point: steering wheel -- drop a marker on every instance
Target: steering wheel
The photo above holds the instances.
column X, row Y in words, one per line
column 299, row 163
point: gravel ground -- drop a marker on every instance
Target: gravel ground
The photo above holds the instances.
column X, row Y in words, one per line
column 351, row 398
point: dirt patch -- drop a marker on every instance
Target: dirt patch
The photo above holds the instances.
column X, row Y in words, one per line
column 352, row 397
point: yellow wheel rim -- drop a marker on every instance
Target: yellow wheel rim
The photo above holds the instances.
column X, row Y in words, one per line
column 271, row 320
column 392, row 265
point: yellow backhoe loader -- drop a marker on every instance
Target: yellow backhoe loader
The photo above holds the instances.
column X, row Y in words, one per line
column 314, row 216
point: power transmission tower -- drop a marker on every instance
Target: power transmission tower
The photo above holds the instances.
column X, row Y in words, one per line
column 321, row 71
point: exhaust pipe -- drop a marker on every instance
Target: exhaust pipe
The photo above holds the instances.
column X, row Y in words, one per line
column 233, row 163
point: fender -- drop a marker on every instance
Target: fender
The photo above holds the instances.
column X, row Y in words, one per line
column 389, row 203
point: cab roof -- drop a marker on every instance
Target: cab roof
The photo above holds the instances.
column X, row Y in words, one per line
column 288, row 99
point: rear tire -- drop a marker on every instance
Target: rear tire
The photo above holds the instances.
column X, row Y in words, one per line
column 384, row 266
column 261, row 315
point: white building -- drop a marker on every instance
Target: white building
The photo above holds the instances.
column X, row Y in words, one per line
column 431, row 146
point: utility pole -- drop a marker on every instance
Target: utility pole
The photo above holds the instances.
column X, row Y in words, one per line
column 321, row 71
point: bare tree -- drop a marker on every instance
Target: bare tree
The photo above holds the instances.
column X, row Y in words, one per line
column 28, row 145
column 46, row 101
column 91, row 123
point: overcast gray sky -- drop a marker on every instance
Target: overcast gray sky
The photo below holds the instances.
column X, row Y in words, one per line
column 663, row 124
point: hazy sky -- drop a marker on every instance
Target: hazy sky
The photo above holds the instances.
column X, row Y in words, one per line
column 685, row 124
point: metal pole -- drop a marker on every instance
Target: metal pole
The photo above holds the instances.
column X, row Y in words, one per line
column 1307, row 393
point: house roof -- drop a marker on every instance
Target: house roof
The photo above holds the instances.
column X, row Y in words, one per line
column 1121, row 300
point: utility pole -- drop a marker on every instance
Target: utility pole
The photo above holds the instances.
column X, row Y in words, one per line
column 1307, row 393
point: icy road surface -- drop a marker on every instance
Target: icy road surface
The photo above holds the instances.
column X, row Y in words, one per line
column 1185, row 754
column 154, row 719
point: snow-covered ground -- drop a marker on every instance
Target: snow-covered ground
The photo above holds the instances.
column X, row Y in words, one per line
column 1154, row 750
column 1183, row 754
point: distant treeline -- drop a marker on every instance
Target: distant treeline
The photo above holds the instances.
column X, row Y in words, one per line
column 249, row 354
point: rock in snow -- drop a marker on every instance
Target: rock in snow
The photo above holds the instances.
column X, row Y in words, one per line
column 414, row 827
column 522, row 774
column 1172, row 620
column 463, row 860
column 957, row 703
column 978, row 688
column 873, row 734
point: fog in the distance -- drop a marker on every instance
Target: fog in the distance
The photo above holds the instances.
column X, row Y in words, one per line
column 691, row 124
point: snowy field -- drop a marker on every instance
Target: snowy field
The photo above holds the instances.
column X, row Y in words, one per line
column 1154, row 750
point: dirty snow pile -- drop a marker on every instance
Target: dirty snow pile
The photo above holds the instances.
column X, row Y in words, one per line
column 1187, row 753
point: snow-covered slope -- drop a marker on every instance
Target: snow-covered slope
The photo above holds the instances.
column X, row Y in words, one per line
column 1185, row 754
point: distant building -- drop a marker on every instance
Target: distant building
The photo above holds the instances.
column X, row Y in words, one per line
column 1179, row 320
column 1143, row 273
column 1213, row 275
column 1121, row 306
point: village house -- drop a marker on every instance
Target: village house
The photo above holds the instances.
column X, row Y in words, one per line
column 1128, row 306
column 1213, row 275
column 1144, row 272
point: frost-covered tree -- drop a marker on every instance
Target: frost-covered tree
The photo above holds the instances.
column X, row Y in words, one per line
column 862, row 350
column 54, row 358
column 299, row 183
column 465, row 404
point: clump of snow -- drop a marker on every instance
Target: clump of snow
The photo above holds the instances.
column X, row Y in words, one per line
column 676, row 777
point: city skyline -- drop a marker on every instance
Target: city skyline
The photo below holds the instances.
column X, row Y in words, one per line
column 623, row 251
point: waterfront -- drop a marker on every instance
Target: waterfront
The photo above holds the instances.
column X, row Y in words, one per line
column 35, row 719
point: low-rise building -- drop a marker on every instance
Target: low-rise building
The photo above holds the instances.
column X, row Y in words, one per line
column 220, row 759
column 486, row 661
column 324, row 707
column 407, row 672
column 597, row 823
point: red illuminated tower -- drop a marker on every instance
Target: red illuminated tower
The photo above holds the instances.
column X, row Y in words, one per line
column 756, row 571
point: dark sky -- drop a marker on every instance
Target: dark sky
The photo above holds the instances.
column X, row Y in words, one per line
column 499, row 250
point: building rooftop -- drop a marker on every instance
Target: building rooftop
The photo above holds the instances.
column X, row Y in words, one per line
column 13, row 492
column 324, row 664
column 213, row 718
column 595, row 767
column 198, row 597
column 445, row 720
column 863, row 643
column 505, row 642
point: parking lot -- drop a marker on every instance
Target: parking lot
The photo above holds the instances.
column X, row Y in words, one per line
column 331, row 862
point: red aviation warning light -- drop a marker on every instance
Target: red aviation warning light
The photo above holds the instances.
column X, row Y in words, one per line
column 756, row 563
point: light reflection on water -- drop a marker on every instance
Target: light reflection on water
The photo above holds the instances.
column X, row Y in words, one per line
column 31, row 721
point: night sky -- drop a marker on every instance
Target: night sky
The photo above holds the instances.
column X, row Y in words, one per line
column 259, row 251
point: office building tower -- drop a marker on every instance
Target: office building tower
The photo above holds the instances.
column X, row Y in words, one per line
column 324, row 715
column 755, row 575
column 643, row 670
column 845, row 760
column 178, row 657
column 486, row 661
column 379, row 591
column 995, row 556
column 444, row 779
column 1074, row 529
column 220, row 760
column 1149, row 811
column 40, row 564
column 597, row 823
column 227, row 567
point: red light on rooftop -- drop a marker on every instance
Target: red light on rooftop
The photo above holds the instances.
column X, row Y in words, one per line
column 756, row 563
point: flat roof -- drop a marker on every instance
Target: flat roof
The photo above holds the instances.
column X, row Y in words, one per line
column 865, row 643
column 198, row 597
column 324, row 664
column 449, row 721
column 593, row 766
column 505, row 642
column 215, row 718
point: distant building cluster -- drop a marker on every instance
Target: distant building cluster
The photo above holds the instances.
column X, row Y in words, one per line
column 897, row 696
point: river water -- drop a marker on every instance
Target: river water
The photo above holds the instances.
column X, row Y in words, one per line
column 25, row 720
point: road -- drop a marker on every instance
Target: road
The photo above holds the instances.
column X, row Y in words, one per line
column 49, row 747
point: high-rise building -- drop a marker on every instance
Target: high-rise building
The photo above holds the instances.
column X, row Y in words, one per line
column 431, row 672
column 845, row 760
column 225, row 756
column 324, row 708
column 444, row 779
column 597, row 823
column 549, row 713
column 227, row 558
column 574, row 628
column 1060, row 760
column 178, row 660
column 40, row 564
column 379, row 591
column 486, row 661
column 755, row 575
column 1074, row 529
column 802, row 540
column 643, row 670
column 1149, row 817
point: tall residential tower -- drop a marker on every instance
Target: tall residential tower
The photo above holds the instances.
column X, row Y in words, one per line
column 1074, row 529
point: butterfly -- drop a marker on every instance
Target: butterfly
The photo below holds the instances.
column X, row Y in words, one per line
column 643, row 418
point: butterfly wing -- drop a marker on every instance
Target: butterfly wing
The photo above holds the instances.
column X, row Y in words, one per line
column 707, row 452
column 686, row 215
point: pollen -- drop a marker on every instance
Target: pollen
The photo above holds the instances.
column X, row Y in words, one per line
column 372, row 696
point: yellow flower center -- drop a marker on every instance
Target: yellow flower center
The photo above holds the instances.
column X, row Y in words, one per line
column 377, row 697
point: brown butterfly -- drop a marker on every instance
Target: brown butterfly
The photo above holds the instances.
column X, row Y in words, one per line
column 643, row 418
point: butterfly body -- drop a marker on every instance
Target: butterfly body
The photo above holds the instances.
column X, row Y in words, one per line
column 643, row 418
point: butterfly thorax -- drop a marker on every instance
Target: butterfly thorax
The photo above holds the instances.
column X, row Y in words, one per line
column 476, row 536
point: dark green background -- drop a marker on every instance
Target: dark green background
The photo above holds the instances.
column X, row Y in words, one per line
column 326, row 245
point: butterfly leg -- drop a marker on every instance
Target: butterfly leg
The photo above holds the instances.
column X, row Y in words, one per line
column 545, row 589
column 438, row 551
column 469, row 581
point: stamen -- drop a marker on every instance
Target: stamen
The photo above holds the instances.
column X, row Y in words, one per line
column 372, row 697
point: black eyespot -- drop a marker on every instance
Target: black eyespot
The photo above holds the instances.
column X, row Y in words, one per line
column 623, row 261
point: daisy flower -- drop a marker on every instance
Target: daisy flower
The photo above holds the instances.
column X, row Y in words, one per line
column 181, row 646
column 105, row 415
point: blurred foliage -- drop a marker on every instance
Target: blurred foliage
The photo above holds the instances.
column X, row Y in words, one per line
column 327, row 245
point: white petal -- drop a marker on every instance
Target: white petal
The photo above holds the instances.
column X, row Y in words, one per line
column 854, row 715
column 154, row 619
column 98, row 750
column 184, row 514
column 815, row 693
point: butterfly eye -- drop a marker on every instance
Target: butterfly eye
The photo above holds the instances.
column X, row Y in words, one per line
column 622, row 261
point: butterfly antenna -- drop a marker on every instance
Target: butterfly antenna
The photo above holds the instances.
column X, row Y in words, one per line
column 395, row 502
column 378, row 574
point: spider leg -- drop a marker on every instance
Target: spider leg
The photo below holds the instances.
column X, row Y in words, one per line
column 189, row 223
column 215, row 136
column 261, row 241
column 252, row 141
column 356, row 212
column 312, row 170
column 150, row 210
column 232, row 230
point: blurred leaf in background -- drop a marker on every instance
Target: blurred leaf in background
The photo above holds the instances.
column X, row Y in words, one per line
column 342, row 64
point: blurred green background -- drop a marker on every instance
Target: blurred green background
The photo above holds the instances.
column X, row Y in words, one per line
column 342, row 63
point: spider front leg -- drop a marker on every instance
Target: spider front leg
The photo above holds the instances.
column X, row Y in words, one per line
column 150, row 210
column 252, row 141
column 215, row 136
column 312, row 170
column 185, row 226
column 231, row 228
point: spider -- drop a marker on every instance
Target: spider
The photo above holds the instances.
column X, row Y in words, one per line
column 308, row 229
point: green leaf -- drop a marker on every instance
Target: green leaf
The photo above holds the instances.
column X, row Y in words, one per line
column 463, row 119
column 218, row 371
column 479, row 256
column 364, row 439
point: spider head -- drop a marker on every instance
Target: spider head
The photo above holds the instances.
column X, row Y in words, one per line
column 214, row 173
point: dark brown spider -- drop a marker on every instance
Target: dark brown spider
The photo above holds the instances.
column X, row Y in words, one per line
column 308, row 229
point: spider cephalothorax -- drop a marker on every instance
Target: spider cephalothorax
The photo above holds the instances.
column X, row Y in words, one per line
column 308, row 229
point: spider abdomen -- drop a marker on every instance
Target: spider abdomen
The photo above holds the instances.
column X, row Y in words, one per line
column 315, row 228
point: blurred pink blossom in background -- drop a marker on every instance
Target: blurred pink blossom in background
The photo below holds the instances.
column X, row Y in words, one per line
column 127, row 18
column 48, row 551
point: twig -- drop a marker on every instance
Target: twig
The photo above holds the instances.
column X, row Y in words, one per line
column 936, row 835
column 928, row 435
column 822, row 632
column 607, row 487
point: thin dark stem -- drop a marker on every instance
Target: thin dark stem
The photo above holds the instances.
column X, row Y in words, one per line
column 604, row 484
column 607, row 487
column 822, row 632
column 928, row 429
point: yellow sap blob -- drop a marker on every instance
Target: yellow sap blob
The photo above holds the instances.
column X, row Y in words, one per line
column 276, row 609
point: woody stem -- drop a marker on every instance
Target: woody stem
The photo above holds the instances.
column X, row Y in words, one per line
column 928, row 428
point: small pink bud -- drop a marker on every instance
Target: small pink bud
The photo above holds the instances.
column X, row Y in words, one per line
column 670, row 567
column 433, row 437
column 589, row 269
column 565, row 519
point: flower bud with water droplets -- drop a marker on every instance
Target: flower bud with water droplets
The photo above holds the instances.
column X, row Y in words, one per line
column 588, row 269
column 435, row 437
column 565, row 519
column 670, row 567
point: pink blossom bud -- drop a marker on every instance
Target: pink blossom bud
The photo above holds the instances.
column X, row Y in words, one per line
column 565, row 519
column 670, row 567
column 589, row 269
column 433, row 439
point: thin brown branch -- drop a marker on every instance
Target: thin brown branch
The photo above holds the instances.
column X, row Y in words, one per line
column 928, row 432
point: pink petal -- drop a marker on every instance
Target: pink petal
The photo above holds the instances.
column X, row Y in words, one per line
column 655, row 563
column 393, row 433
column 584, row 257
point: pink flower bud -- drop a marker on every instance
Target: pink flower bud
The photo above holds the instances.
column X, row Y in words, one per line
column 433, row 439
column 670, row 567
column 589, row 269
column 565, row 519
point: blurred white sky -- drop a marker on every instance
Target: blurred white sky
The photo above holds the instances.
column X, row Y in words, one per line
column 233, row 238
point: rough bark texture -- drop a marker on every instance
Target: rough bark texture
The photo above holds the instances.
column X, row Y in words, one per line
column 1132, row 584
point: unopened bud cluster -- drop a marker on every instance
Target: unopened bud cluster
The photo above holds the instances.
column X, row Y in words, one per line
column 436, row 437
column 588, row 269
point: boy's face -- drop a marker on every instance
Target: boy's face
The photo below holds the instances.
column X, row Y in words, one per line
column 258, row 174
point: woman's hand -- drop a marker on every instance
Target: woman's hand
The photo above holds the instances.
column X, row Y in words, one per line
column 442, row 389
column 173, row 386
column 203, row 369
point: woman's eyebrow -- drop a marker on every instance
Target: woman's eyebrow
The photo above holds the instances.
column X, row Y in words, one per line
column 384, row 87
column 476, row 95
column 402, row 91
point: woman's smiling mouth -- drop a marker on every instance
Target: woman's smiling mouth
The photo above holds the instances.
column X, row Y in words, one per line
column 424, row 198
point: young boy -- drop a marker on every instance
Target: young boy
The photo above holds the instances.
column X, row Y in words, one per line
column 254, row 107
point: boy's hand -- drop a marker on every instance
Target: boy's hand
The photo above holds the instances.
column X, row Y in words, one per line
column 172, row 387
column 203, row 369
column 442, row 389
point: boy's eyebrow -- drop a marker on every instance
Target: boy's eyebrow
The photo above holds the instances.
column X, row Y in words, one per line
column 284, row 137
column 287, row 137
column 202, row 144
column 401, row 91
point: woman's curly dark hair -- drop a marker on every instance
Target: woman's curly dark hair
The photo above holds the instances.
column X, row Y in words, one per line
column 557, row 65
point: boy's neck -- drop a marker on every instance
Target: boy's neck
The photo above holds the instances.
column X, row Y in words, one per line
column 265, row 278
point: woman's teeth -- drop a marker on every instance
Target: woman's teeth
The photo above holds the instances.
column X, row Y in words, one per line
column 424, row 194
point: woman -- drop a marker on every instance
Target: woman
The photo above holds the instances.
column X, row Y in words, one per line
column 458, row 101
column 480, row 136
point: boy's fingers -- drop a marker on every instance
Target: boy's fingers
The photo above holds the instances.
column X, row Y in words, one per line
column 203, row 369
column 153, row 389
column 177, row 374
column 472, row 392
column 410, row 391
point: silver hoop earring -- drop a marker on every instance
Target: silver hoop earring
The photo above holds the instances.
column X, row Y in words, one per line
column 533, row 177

* [Task objective]: Reproduce word for word the lines that begin with the one containing "point: woman's eyebrow" and end with the one containing "column 402, row 91", keeping both of those lines in.

* [Written answer]:
point: woman's eyebrow -- drop a marker on every instance
Target: woman's eyebrow
The photo above holds the instances.
column X, row Y in words, one per line
column 384, row 87
column 476, row 95
column 402, row 91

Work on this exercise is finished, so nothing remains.